• [Do this] Report how many lines in the data below contain the string "jersey". Reply with the number alone.

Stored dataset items
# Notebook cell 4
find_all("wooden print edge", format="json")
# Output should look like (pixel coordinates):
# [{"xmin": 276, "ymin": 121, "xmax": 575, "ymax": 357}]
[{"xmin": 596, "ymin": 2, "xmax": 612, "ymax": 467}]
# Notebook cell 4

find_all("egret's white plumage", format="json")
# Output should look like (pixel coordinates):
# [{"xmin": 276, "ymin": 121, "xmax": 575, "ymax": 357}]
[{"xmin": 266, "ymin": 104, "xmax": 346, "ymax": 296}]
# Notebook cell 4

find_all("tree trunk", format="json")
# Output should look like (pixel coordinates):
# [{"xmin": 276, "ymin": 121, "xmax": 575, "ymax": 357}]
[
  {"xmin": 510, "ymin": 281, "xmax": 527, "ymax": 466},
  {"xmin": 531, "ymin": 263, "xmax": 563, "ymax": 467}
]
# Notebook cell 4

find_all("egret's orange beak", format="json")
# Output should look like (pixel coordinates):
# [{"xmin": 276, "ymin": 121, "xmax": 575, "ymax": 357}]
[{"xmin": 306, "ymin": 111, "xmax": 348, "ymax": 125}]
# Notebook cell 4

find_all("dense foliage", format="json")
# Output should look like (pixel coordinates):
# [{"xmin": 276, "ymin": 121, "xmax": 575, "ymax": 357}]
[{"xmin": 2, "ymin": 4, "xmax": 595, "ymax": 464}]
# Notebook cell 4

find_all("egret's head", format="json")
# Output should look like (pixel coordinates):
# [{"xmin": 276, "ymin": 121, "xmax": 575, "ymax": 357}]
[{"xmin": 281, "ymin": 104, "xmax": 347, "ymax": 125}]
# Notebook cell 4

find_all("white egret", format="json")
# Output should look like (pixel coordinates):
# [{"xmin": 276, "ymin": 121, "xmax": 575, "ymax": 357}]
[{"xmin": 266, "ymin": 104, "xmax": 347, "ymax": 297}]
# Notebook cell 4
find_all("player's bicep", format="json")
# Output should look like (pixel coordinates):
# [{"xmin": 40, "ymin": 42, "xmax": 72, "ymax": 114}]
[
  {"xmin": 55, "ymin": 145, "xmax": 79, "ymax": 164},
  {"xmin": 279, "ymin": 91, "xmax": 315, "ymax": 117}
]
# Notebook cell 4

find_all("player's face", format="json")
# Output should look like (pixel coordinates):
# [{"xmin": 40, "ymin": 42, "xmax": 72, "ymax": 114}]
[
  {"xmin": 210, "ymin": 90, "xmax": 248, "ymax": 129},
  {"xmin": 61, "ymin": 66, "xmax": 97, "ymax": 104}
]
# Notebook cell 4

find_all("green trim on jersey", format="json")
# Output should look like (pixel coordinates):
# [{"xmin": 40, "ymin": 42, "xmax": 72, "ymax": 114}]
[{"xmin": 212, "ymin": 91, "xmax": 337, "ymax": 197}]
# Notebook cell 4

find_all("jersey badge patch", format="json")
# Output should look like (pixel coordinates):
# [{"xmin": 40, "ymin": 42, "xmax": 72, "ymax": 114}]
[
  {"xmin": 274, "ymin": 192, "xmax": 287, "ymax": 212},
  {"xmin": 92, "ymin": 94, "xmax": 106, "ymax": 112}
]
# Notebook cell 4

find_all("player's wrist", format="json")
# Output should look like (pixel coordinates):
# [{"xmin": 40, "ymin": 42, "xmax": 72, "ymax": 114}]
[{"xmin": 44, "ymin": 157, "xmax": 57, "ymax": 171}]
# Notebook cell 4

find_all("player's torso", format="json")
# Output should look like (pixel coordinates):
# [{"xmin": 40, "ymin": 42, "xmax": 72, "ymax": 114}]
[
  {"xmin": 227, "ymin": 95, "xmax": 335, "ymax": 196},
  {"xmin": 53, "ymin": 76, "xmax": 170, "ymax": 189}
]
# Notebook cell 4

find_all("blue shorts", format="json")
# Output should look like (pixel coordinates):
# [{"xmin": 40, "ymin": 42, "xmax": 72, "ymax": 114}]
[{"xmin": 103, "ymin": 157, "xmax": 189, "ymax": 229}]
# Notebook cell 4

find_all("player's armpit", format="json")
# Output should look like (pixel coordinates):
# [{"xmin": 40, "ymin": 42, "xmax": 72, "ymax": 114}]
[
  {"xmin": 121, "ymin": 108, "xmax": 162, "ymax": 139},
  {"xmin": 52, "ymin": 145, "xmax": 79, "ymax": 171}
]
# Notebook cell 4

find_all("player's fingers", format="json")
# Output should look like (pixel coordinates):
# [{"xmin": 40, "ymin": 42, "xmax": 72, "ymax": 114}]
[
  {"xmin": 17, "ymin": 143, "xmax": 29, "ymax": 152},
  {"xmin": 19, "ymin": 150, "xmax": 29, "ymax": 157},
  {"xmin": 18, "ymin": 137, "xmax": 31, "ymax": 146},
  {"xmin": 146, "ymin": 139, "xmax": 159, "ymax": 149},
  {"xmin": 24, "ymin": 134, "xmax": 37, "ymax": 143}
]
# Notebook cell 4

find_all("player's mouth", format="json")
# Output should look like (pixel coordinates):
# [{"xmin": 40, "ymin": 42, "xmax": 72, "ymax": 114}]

• [Correct output] 2